_YOUR ASSIGNMENT_
Nothing but a number is wanted here: the count of lines in the data holding the word "positive".

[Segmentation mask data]
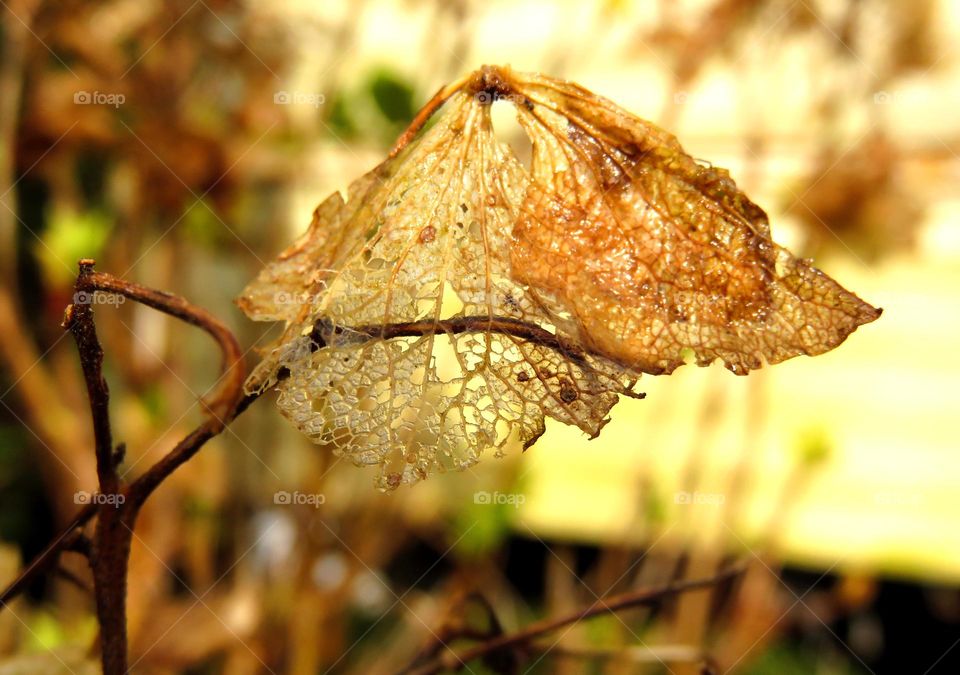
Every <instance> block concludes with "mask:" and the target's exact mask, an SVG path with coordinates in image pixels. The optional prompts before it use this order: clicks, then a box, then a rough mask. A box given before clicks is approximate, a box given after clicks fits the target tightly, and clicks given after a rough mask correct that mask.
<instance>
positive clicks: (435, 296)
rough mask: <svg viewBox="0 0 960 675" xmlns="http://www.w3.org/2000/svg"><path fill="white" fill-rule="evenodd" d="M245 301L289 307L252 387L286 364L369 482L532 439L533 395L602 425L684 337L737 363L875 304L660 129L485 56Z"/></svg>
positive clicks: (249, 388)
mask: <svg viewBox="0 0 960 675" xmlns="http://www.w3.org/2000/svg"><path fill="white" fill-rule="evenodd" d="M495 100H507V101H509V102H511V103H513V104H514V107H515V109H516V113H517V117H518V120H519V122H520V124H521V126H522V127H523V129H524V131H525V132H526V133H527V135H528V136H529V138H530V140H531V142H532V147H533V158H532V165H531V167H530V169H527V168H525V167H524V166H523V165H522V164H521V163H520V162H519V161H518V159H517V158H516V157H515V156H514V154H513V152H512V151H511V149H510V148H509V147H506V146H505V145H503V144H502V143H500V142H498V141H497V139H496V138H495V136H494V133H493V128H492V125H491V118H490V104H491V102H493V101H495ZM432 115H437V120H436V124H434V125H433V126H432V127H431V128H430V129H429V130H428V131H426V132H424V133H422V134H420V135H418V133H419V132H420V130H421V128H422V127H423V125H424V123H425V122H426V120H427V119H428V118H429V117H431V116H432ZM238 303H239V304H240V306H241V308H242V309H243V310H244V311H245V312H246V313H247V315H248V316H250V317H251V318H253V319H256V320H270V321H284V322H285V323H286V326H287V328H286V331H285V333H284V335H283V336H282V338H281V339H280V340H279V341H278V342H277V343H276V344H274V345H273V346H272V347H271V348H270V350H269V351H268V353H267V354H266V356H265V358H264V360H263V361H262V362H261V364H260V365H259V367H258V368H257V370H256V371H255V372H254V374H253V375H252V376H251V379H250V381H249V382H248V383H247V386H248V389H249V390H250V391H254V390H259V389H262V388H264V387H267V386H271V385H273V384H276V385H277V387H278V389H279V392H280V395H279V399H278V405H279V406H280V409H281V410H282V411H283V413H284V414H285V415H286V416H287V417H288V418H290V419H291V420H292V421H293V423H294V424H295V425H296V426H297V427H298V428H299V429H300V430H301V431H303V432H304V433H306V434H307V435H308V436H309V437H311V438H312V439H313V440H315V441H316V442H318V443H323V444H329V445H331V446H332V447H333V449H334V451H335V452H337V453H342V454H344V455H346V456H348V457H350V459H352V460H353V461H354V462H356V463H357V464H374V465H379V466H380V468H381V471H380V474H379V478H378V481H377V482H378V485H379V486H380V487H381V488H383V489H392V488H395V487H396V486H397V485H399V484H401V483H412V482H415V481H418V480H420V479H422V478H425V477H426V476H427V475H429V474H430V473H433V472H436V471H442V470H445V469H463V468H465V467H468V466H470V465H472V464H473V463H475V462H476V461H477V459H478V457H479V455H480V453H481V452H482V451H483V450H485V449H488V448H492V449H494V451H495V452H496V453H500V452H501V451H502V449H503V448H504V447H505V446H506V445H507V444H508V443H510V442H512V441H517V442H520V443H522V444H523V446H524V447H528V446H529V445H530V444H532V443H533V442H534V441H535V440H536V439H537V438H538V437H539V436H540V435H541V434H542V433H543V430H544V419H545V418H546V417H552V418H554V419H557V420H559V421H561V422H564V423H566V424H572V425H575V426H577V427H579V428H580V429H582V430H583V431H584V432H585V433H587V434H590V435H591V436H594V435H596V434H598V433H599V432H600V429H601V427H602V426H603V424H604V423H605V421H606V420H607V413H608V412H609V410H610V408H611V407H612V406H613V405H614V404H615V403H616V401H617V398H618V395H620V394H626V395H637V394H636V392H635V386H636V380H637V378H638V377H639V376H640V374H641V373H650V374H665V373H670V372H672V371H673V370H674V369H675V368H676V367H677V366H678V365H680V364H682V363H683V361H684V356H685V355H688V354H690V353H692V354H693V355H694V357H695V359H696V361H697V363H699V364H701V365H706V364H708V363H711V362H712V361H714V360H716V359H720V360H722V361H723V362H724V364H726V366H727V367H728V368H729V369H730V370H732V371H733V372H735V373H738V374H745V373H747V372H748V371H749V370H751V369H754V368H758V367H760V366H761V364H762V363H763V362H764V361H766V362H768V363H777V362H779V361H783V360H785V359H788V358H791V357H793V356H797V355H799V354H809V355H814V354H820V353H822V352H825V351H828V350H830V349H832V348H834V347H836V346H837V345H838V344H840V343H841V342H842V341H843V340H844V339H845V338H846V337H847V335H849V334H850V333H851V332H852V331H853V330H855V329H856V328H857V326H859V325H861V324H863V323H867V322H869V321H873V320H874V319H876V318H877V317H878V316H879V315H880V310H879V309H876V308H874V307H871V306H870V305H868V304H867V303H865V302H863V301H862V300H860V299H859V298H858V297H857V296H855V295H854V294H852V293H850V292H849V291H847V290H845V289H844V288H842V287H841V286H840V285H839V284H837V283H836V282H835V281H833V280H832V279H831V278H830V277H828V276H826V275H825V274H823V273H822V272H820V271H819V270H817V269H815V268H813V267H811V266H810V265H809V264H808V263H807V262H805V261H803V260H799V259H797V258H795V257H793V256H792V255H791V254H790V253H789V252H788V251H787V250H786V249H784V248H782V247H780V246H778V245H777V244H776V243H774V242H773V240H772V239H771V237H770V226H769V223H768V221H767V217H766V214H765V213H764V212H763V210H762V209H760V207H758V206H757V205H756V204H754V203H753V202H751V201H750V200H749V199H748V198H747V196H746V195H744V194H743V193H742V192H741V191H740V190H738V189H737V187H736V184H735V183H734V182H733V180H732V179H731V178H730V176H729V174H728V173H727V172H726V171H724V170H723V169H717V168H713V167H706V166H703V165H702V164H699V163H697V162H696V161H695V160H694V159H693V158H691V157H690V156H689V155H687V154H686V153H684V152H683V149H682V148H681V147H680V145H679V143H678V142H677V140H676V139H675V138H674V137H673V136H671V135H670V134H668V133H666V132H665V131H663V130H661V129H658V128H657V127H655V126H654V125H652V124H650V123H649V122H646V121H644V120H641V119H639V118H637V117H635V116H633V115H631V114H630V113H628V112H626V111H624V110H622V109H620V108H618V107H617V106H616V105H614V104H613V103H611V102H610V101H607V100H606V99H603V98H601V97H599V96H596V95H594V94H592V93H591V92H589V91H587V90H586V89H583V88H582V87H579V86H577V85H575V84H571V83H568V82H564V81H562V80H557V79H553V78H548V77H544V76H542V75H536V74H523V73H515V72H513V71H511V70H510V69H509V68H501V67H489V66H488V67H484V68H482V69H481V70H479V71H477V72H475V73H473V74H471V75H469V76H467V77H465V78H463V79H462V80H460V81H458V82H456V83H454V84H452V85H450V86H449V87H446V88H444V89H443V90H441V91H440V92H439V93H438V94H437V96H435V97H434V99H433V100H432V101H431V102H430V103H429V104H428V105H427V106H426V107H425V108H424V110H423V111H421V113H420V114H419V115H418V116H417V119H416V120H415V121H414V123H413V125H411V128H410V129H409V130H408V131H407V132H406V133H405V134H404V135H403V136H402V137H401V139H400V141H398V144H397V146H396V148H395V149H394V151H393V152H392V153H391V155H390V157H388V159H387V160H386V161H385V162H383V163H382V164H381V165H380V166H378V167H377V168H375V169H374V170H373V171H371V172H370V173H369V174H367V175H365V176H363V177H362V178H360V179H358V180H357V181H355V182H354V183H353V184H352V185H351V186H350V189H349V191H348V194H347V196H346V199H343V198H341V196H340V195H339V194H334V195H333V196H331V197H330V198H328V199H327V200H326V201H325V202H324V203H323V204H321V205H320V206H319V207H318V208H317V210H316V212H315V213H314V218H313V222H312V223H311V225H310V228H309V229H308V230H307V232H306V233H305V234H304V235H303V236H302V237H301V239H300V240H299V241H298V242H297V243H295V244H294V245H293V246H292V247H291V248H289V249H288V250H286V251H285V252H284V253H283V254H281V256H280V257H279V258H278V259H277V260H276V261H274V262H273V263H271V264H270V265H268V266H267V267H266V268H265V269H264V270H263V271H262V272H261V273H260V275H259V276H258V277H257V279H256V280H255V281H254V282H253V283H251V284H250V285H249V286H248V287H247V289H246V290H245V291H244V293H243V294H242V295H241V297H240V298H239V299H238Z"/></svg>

_RESPONSE TO THE TASK_
2